Excerpts of labeled region data:
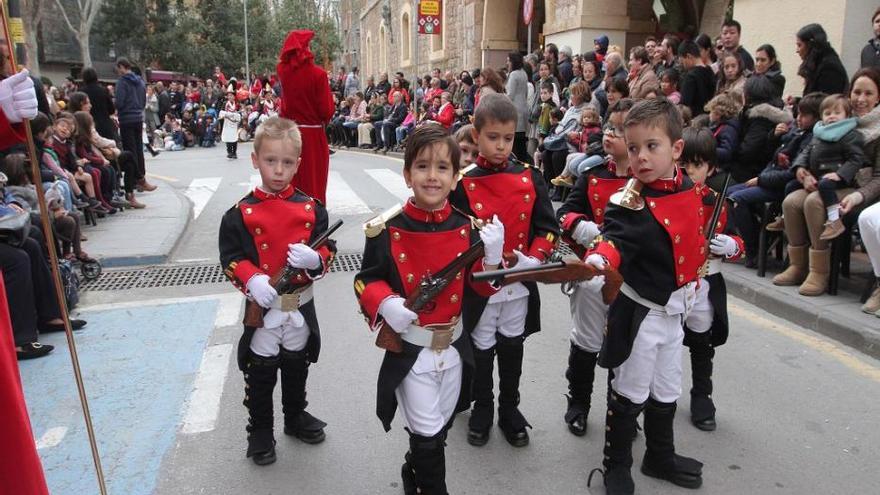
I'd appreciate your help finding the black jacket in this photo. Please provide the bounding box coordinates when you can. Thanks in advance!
[680,65,715,117]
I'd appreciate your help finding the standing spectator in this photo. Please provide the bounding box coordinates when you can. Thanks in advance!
[721,19,755,71]
[678,41,715,117]
[82,67,116,140]
[750,45,785,98]
[795,24,847,95]
[862,7,880,68]
[343,67,361,98]
[114,58,156,191]
[506,52,531,163]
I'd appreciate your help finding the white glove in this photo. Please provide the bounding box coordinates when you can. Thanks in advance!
[0,69,37,124]
[709,234,739,258]
[584,253,608,270]
[571,220,599,247]
[379,296,419,333]
[247,273,278,308]
[480,215,504,266]
[287,243,321,270]
[513,249,541,268]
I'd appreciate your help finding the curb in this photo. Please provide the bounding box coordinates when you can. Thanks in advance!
[724,270,880,359]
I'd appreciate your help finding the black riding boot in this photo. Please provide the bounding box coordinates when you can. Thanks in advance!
[281,348,327,443]
[244,352,280,466]
[684,330,717,431]
[468,347,495,447]
[497,334,532,447]
[642,398,703,488]
[401,429,447,495]
[565,343,599,437]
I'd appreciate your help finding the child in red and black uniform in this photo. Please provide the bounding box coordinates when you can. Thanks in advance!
[451,94,559,447]
[556,98,635,436]
[220,117,336,465]
[679,128,745,431]
[354,124,504,495]
[586,99,710,495]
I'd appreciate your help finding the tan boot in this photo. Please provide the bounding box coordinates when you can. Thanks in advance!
[125,193,147,210]
[773,246,807,286]
[798,249,831,296]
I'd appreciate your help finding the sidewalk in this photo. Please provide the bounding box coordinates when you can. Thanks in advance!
[83,178,192,268]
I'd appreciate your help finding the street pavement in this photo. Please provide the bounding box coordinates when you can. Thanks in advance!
[20,144,880,495]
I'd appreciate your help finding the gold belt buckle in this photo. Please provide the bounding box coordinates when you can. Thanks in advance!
[281,292,300,312]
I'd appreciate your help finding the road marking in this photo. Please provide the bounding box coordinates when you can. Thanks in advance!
[180,344,232,435]
[727,303,880,382]
[184,177,223,220]
[36,426,67,450]
[327,171,373,215]
[364,168,412,201]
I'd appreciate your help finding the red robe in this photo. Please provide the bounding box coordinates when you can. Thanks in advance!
[0,274,49,495]
[277,30,333,203]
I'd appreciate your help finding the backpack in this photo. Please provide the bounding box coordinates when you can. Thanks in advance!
[58,260,80,311]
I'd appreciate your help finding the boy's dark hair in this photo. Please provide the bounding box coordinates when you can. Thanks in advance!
[798,91,828,119]
[403,124,460,174]
[679,127,717,167]
[623,98,682,142]
[819,94,852,117]
[474,93,517,132]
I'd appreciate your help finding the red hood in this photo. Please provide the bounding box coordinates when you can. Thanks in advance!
[278,29,315,68]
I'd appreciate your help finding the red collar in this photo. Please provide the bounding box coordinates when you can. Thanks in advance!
[476,155,507,172]
[403,198,452,223]
[645,170,683,192]
[254,185,295,201]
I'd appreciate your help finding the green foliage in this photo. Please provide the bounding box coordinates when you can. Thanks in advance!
[95,0,342,77]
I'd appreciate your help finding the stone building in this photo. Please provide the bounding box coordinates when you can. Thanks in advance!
[339,0,877,98]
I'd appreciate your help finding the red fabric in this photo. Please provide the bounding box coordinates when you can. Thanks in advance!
[277,30,334,203]
[0,274,49,495]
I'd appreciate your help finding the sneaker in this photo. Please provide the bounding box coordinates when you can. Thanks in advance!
[819,218,846,241]
[766,215,785,232]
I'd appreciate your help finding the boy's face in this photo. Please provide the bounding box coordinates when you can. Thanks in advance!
[403,143,458,211]
[822,105,846,124]
[458,141,480,168]
[471,120,516,164]
[251,139,300,193]
[602,112,628,159]
[625,124,684,184]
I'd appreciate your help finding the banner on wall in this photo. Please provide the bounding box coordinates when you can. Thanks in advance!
[419,0,443,34]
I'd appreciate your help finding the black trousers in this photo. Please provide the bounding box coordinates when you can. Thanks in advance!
[0,234,61,346]
[119,122,147,181]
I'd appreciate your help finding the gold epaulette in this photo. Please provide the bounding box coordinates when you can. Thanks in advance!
[458,163,477,179]
[364,203,403,239]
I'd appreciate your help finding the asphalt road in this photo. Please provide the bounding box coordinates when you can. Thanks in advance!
[22,146,880,495]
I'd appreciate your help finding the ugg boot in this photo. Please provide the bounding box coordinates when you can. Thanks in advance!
[798,249,831,296]
[773,246,808,286]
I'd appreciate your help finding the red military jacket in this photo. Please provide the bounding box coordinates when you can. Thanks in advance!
[220,186,336,293]
[450,156,559,261]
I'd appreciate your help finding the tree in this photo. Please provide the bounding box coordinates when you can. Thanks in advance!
[55,0,104,67]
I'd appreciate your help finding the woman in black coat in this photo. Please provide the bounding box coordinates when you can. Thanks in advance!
[796,24,849,95]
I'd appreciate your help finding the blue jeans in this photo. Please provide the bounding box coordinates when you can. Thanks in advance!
[728,184,785,258]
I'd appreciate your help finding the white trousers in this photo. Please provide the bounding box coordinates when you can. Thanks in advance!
[394,347,461,437]
[611,309,684,404]
[251,309,311,357]
[471,296,529,351]
[859,203,880,277]
[685,278,715,333]
[568,277,608,352]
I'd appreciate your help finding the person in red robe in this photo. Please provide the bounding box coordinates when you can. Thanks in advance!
[276,30,333,204]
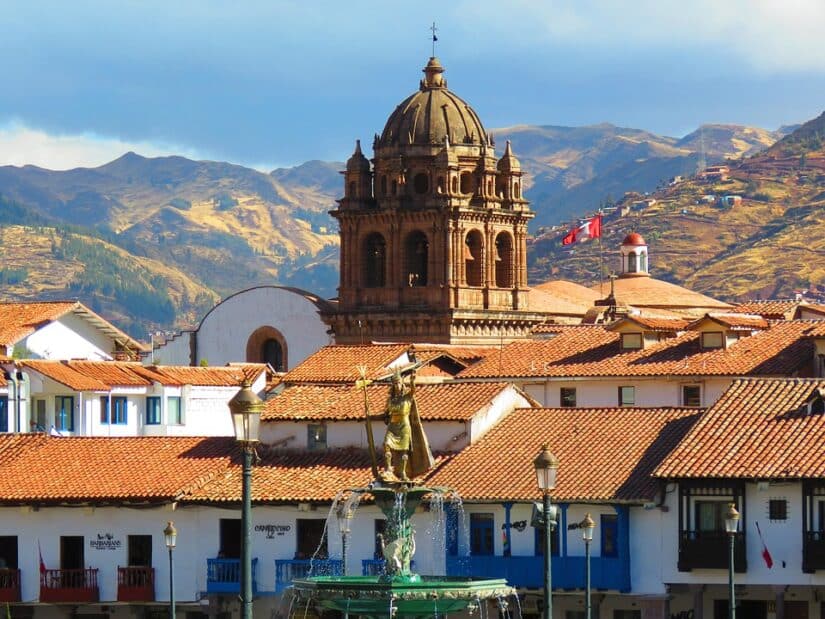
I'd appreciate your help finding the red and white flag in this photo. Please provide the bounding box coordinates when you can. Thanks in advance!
[756,522,773,569]
[37,540,46,576]
[561,213,602,245]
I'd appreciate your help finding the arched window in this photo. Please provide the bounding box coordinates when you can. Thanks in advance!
[361,232,387,288]
[495,232,513,288]
[464,230,484,286]
[405,231,430,287]
[413,172,430,193]
[246,326,287,372]
[461,172,475,193]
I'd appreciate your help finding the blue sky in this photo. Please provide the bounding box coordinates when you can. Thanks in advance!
[0,0,825,169]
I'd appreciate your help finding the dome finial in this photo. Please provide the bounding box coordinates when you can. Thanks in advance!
[421,56,447,90]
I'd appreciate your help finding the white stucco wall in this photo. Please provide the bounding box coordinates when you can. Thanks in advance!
[176,286,332,369]
[23,314,114,361]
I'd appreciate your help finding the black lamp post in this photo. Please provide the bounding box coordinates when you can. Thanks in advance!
[163,520,178,619]
[229,380,264,619]
[336,502,353,576]
[533,443,559,619]
[725,503,739,619]
[579,514,596,619]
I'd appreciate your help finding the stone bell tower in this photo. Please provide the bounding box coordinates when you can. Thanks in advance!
[324,58,544,344]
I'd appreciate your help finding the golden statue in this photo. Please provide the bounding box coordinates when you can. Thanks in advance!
[357,366,435,482]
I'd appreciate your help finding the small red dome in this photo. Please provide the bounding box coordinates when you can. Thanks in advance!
[622,232,647,245]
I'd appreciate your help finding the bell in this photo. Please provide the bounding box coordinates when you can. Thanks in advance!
[464,243,475,260]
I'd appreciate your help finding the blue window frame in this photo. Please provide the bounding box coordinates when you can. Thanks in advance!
[534,524,559,557]
[470,514,495,556]
[112,396,129,425]
[146,396,160,426]
[599,514,619,557]
[54,395,74,432]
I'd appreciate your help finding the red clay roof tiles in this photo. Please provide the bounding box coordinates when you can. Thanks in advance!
[0,434,237,503]
[459,320,817,378]
[261,382,508,421]
[656,379,825,479]
[427,407,699,502]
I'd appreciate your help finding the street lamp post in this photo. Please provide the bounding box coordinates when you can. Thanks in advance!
[163,520,178,619]
[533,443,559,619]
[336,502,353,576]
[725,503,739,619]
[229,379,264,619]
[579,514,596,619]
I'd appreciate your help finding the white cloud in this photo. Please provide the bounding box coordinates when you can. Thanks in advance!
[0,121,203,170]
[457,0,825,73]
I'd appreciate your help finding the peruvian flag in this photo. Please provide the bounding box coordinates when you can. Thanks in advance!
[561,213,602,245]
[756,522,773,569]
[37,540,46,576]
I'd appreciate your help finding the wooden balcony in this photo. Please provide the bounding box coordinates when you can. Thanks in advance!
[206,558,258,594]
[0,568,20,604]
[802,531,825,573]
[40,568,100,604]
[678,531,748,572]
[117,566,155,602]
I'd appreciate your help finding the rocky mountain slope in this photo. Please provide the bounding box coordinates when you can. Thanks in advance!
[0,118,800,336]
[529,114,825,300]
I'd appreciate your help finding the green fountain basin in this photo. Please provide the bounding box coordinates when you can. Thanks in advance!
[292,574,508,619]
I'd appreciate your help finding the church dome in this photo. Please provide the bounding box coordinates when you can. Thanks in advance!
[376,57,487,148]
[622,232,647,246]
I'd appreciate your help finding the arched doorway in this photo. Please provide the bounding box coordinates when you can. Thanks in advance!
[246,326,287,372]
[361,232,387,288]
[405,230,430,287]
[495,232,513,288]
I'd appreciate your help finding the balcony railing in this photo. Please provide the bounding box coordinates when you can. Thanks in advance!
[206,559,258,594]
[275,559,344,593]
[447,555,630,592]
[117,566,155,602]
[0,568,20,603]
[802,531,825,573]
[40,568,100,603]
[678,531,747,572]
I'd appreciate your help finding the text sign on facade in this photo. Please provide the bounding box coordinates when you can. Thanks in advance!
[255,524,292,539]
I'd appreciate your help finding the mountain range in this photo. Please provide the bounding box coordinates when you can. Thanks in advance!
[0,116,816,336]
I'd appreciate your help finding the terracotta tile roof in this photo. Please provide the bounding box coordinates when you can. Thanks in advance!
[459,320,816,378]
[134,364,266,387]
[607,316,690,333]
[261,382,509,424]
[182,448,449,503]
[0,301,79,346]
[655,379,825,479]
[0,434,237,503]
[283,344,409,383]
[591,277,731,309]
[733,299,799,320]
[183,449,372,502]
[688,312,768,331]
[427,407,699,502]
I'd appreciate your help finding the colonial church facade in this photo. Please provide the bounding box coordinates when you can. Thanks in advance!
[323,58,545,344]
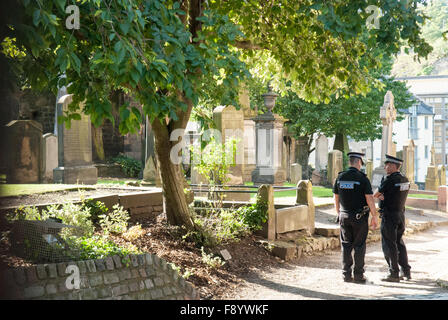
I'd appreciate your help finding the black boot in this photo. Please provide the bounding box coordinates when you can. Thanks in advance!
[400,270,412,280]
[353,274,367,284]
[381,274,400,282]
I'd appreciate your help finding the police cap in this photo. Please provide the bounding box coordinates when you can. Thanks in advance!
[347,152,365,164]
[384,154,403,164]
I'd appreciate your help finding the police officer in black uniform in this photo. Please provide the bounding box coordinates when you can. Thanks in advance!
[374,154,411,282]
[333,152,378,283]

_Goal_. Repeat the stretch of the listing from the line that contains "I'd appreciate your help finding the arched window" through the line that contains "[357,366,435,482]", both included.

_Finished answer_.
I'd appreciate your help finding the arched window in this photo. Please provide the bounding box coordinates when you can. Thanks in advance!
[361,232,387,288]
[495,232,513,288]
[464,230,484,286]
[405,231,430,287]
[413,172,430,193]
[246,326,287,372]
[461,172,475,193]
I'd appreciate your help finding the blue sky in this photo. Please provide the bounding box coordinates when you can. Thanks in advance!
[0,0,825,169]
I'd appreciate your help finding the dome finial in this photo. Please provide the bounding box coordinates when you can. Thanks in advance!
[421,56,447,90]
I'd appreciate your help finding the white stucco wall in this photo. Please provide the bounding box coordinates when you can. Thanks in advance!
[176,286,332,369]
[23,314,114,361]
I'd appreciate your help finding the black lamp post in this photo. Please provide the bounding box coordinates when you can. Thanks in advance!
[163,520,178,619]
[229,380,264,619]
[336,502,353,576]
[533,443,559,619]
[725,503,739,619]
[579,514,596,619]
I'd appreciate your help finding the stone bell tower in this photo. Please provide the bounding box coordinates when you can. Thanks in advance!
[324,58,544,344]
I'd appreciate your help finding the golden statue in this photo. Please provide the bounding box coordinates when you can. Thanks in advance!
[357,366,435,482]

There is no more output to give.